• _Things to do_:
A - Answer these questions from the article on checking claims before filing:
(i) What should be checked to confirm that the correct individual is being billed?
(ii) An inpatient hospital stay charge should run from which date until which date?
(iii) If a patient was seen for 16 minutes, what does the writer bill?
B - In the article on checking claims before filing, list every question that opens one of the numbered points.
C - Copy the article on checking claims before filing from "It never hurts" up to and including "the correct individual.", and replace "registrars" with "clerks".

• _Text block_:
━━━━━━━━
Seven Details to Check Before You File

Proofing claims prior to submission prevents time-consuming denials later.

By Beth Morgan, CPC, MCS-P

It never hurts to double-check claims for accuracy before you transmit them. The extra step may save you or your customer service department from having to deal with a denial later. Here are seven common problem areas to consider:

Certified Inpatient Coder CIC

1. Do you have the right patient? I personally have witnessed registrars confusing one patient for another because two patients had the same or a similar name. Don’t select automatically the first name that looks like a match: Check addresses and dates of birth to verify you are billing the correct individual.

2. Have you charged for the correct tests, procedures/services that were given or received? For instance, did the physician/provider order one test, but you charged for two? Entering a bill for services/procedures takes concentration, and data entry errors could result in a patient being charged more than once for the same service, supply, or medication. Review the charge slip to verify how many tests were ordered on the day in question.

3. Are the hospital days, rooms, and services billed accurate? An inpatient hospital stay charge should be from the ad-mission date until the discharge date only. For outpatients, charges should be for the actual department in which the patient was seen. For example, was a patient charged for an operating room when the procedure was done in a regular exam room?

4. Are the times correct? As much as we want to charge for every second, something can only be charged in 15-, 30-, or 60-minute increments. Do not “round up” when notes or reports don’t support it. For instance, if the patient was seen for 25 minutes, I would bill one 30-minute session or two 15-minute sessions (as appropriate to the service/code descriptor). If the patient was seen for 16 minutes, I would bill for one 15-minute session.
━━━━━━━━
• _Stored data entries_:
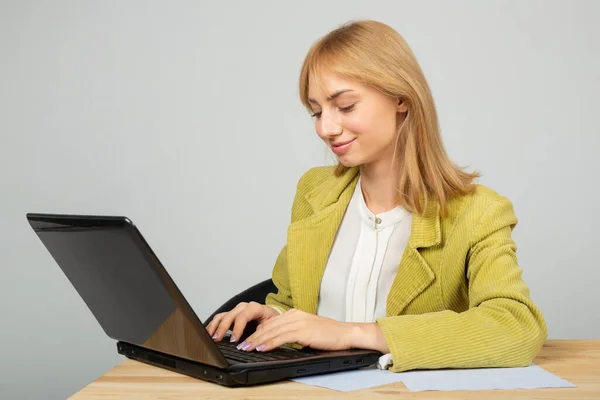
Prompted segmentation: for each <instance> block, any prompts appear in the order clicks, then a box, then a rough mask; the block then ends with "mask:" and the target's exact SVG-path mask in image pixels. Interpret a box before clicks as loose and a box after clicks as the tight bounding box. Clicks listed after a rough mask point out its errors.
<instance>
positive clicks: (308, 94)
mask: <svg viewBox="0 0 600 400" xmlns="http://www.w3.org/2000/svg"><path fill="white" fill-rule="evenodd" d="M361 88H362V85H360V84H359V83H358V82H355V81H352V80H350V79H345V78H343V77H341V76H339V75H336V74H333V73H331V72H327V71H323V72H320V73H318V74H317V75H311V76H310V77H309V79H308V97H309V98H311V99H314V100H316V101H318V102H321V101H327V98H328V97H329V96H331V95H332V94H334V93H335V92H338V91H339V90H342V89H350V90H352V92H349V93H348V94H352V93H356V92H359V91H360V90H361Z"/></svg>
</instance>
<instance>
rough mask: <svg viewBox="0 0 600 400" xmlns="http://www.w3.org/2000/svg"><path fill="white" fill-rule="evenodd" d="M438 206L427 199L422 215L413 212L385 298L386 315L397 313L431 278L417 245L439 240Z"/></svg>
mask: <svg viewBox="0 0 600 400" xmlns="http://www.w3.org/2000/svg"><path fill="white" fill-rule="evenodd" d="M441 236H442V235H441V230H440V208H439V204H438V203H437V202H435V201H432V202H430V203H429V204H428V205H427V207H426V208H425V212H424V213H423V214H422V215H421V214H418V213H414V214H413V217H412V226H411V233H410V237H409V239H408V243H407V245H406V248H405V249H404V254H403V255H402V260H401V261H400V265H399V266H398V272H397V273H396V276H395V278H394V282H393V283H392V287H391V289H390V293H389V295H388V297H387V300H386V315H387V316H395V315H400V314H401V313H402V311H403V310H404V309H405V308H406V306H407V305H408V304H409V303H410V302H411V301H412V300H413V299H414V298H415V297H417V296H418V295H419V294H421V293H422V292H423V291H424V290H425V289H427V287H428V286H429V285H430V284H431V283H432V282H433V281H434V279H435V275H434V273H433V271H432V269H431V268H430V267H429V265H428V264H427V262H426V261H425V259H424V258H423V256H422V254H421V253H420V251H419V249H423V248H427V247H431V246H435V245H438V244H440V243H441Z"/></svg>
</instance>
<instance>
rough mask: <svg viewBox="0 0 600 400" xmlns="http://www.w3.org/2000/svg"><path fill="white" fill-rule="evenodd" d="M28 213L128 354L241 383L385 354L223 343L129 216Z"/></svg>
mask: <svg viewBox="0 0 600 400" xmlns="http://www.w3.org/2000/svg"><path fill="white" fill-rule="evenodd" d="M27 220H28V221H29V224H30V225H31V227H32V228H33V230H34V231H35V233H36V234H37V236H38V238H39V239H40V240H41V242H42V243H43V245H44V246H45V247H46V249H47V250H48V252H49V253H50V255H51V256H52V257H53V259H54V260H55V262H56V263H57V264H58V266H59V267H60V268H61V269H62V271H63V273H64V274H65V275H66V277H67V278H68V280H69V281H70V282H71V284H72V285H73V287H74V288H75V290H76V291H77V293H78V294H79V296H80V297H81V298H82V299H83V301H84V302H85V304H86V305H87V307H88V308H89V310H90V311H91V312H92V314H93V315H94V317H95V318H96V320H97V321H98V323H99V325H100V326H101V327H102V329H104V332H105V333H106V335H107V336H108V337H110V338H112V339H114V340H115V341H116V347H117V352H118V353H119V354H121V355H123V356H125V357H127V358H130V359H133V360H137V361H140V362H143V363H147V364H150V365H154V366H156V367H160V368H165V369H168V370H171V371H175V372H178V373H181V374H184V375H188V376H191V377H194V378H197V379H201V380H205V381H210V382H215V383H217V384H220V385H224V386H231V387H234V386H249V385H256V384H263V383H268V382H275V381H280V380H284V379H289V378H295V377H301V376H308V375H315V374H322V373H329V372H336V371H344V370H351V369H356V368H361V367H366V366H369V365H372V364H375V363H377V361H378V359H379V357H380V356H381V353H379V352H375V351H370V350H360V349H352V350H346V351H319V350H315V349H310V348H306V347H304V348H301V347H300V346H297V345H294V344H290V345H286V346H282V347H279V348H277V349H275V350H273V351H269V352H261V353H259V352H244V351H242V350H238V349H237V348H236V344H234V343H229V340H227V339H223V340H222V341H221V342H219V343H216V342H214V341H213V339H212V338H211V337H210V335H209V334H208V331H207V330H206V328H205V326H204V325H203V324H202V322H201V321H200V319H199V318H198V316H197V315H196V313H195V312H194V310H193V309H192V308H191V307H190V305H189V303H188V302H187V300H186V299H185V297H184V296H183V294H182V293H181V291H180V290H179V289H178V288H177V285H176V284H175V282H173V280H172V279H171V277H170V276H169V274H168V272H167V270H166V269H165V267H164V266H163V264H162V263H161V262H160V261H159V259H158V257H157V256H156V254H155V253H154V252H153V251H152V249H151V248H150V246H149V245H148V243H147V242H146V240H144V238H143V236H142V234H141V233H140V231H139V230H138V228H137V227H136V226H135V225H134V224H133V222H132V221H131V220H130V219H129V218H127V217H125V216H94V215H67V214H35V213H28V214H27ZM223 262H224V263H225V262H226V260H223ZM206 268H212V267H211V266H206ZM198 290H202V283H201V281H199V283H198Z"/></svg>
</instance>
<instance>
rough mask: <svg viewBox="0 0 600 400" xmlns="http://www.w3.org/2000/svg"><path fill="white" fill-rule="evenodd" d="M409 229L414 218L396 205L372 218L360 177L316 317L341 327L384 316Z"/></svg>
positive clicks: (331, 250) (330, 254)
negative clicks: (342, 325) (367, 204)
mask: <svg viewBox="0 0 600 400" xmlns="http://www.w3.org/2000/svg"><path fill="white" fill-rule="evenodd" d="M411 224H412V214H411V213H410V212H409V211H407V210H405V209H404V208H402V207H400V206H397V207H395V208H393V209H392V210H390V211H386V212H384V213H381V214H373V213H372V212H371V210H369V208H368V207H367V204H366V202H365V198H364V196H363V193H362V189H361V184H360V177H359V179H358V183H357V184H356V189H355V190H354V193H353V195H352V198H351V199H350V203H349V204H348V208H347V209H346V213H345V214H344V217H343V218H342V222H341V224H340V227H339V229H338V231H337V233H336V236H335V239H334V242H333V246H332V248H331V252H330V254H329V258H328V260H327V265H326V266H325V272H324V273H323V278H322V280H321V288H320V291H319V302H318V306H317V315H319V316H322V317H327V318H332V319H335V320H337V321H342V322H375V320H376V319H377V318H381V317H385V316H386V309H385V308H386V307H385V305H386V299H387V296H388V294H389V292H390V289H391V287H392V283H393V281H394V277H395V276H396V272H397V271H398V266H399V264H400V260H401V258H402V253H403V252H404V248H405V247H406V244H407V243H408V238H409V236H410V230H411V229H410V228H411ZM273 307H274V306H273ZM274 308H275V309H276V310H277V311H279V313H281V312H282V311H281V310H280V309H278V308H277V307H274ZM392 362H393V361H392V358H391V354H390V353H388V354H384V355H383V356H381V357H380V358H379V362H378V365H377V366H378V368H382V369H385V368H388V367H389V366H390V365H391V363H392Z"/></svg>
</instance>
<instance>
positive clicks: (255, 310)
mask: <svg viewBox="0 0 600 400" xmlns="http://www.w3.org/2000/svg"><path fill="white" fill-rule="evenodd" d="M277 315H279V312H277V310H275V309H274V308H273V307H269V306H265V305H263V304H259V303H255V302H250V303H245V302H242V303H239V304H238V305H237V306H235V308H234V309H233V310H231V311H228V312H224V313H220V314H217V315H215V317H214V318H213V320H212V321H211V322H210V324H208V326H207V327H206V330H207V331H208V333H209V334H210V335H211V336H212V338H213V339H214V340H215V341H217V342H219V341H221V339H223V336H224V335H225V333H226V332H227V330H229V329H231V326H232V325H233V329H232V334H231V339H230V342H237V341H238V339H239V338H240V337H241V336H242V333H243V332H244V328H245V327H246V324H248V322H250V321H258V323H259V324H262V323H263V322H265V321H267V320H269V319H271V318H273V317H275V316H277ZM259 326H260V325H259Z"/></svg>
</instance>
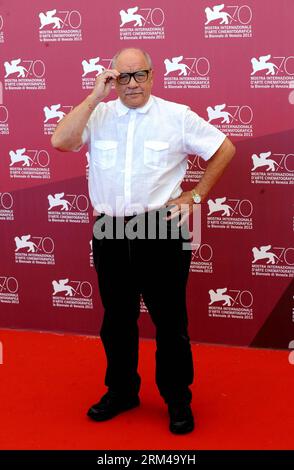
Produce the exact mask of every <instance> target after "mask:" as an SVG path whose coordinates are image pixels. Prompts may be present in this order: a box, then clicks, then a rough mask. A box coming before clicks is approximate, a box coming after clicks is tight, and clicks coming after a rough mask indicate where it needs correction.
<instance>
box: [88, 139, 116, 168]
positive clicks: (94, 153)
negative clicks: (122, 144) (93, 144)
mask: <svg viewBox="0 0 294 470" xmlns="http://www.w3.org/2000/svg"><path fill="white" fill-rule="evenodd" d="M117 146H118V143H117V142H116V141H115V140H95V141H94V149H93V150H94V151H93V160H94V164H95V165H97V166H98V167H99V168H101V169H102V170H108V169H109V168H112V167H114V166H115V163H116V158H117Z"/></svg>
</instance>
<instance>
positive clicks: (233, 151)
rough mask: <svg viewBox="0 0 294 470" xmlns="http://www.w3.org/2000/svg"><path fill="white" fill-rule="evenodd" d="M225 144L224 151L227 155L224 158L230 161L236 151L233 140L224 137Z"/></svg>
━━━━━━━━
• _Responses by task_:
A -
(i) Addresses and dates of birth.
(ii) From the admission date until the discharge date only.
(iii) One 15-minute session.

B -
1. Do you have the right patient?
2. Have you charged for the correct tests, procedures/services that were given or received?
3. Are the hospital days, rooms, and services billed accurate?
4. Are the times correct?

C -
It never hurts to double-check claims for accuracy before you transmit them. The extra step may save you or your customer service department from having to deal with a denial later. Here are seven common problem areas to consider:

Certified Inpatient Coder CIC

1. Do you have the right patient? I personally have witnessed clerks confusing one patient for another because two patients had the same or a similar name. Don’t select automatically the first name that looks like a match: Check addresses and dates of birth to verify you are billing the correct individual.